INSTRUCTIONS TO FOLLOW » Please set out each line below exactly as it stands, without the images.

*** Opening of WORKING DATA ***

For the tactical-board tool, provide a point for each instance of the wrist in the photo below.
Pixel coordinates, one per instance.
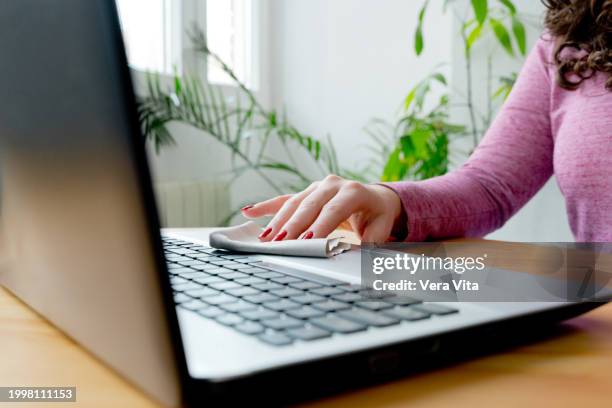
(399, 231)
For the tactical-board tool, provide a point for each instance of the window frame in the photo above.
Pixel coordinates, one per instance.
(186, 13)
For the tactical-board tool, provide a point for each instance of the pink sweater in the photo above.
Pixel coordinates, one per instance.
(541, 130)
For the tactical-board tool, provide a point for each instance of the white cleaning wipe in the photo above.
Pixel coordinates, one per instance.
(244, 238)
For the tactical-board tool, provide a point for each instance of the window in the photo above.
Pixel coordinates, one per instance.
(153, 32)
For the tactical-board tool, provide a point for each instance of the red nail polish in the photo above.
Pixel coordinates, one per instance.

*** Close of WORKING DATA ***

EXERCISE ANSWER »
For the tactical-board tool, provide a point for each instance of the wrist in the photo below.
Pixel coordinates, one per instance.
(399, 231)
For the tactical-board tool, provide a point for each instance of the window frame in the photo above.
Pixel coordinates, one per instance.
(186, 13)
For the tactical-board tool, provide a point for each instance of the pink sweater in the photo above.
Pixel coordinates, one per instance.
(541, 130)
For the tactical-board tool, provide a point for each instance of the white cleaning wipe in the photo above.
Pixel coordinates, one per instance.
(244, 238)
For the tactical-board tool, provide a point for each instance of the window in the photo above.
Pixel coordinates, one per instance.
(153, 32)
For the tactical-board tool, provide a point for each instance of the red nail polish in the photo above.
Pixel coordinates, one per instance.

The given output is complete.